# Directions:
Format the data below as a Markdown table with the columns Row and Line. Include every line from the line with "Task: Where can the ear" to the line with "x=315, y=98", number them in order, and leave out any blank lines.

== Material ==

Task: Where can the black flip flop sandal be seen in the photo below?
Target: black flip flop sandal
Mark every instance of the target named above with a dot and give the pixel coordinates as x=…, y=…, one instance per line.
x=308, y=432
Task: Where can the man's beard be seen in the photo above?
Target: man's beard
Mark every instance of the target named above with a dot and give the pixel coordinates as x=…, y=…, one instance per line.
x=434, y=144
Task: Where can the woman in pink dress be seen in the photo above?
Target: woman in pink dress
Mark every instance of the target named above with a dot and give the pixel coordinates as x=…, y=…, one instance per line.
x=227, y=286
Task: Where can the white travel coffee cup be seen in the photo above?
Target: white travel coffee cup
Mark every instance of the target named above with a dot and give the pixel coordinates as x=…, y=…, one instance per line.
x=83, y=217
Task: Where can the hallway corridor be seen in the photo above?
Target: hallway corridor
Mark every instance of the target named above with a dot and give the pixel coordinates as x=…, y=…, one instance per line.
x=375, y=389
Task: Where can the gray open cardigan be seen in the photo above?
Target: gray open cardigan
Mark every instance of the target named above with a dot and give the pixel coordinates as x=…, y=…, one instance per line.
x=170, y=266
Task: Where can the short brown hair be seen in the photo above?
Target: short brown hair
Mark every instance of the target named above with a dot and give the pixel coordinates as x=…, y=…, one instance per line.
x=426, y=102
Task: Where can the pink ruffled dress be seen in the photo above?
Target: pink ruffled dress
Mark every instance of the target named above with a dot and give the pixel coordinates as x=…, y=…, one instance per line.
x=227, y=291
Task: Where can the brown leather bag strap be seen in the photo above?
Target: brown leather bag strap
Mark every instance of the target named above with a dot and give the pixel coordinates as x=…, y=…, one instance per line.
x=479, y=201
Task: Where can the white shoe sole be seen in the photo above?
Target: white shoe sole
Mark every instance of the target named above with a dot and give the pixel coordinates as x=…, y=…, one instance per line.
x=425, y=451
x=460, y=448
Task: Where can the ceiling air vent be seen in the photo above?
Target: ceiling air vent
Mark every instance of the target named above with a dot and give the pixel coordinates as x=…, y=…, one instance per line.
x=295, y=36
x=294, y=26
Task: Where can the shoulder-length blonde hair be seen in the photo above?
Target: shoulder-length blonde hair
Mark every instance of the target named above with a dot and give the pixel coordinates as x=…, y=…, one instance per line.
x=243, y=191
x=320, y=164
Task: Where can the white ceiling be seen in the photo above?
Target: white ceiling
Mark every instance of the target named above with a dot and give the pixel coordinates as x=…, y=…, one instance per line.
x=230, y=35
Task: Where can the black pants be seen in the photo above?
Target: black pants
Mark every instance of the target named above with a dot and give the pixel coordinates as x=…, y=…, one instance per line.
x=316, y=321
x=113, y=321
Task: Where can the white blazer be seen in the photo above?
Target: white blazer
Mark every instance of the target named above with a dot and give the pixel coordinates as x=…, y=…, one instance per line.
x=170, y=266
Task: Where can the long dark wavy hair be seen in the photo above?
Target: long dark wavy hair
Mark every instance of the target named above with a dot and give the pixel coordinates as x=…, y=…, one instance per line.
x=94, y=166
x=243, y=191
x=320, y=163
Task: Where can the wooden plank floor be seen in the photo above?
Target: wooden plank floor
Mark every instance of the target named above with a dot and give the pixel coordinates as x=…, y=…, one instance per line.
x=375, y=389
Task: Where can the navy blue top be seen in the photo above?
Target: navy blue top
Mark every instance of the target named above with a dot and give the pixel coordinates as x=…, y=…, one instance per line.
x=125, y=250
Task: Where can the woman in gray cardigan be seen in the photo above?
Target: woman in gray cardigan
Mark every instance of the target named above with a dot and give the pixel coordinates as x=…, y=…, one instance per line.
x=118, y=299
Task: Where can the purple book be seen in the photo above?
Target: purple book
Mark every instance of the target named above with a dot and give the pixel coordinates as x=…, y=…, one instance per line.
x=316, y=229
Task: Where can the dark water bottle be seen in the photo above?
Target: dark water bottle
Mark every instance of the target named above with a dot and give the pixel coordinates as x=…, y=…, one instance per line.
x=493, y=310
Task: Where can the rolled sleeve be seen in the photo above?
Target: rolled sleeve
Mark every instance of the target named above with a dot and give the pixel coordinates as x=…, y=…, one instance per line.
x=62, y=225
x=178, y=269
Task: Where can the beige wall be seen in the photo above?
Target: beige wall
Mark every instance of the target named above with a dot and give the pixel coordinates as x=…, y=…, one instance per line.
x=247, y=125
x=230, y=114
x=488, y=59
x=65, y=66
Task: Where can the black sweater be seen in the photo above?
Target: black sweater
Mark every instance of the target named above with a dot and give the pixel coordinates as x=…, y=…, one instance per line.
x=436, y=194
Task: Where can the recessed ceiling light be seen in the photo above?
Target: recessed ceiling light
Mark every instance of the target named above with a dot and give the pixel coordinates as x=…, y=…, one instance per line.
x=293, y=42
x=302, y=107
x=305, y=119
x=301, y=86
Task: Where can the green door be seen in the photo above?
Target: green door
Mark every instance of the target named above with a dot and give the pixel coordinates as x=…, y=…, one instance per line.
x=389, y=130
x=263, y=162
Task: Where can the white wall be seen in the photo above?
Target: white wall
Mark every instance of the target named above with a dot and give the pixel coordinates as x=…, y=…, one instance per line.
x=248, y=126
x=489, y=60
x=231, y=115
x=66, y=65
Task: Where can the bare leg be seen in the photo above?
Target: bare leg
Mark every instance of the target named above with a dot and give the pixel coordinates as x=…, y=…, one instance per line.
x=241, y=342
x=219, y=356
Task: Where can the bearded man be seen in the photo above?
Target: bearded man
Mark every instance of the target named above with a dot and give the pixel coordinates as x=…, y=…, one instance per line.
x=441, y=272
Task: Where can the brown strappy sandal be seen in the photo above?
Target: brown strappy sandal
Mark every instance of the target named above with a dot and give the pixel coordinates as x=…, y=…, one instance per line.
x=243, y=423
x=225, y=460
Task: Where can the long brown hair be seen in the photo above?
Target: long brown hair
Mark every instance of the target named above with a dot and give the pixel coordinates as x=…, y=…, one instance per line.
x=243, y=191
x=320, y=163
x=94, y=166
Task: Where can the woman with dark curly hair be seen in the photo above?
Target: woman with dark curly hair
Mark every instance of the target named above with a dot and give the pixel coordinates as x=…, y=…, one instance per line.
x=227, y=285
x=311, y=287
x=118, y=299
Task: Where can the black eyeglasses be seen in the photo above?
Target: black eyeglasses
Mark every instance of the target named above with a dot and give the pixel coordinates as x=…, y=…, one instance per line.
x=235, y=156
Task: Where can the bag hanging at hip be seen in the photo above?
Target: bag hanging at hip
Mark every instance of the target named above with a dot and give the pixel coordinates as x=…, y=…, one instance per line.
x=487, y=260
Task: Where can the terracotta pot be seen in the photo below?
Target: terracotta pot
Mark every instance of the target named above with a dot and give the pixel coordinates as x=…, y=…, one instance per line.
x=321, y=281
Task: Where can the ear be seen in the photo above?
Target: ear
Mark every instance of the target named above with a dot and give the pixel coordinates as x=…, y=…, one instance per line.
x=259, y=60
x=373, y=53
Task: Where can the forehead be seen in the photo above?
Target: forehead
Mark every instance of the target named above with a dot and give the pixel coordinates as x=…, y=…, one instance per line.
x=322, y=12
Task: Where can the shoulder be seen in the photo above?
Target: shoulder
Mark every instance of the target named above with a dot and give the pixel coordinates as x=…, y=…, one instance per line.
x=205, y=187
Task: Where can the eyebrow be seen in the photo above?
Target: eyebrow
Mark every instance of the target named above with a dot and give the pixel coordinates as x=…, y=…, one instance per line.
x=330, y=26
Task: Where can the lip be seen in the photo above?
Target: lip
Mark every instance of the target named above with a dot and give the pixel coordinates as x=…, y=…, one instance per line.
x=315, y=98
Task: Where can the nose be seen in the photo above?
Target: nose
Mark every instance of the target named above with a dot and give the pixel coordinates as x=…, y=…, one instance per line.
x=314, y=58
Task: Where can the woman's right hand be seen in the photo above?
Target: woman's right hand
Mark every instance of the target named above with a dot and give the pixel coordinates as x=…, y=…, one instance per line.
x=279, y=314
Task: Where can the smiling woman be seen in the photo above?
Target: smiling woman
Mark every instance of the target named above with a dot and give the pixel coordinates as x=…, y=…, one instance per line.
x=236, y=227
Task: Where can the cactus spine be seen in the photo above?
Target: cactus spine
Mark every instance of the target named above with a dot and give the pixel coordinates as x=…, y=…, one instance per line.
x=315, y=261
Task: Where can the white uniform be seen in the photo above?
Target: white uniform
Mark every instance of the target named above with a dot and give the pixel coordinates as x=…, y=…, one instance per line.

===

# The response:
| Row | Line |
|---|---|
| 1 | Task: Where can the ear be seen in the photo above? |
| 2 | Target: ear |
| 3 | Mark every instance of the target named above with a dot and give the pixel coordinates as x=…, y=…, one instance per line. |
| 4 | x=259, y=60 |
| 5 | x=373, y=53 |
| 6 | Task: Where can the forehead be seen in the photo above? |
| 7 | Target: forehead |
| 8 | Mark every instance of the target named above with a dot and give the pixel coordinates as x=…, y=…, one instance per line. |
| 9 | x=322, y=12 |
| 10 | Task: Where can the shoulder be seen in the photo above? |
| 11 | Target: shoulder |
| 12 | Mark every instance of the target named above with a dot and give the pixel coordinates as x=…, y=…, one instance per line. |
| 13 | x=205, y=187 |
| 14 | Task: Where can the eyebrow be seen in the photo above? |
| 15 | Target: eyebrow |
| 16 | Mark every instance of the target named above with a dot and give the pixel coordinates as x=…, y=…, one instance per line. |
| 17 | x=330, y=26 |
| 18 | Task: Where can the lip be seen in the photo above? |
| 19 | Target: lip |
| 20 | Mark every instance of the target named above with a dot and give the pixel coordinates as x=…, y=…, one instance per line. |
| 21 | x=315, y=98 |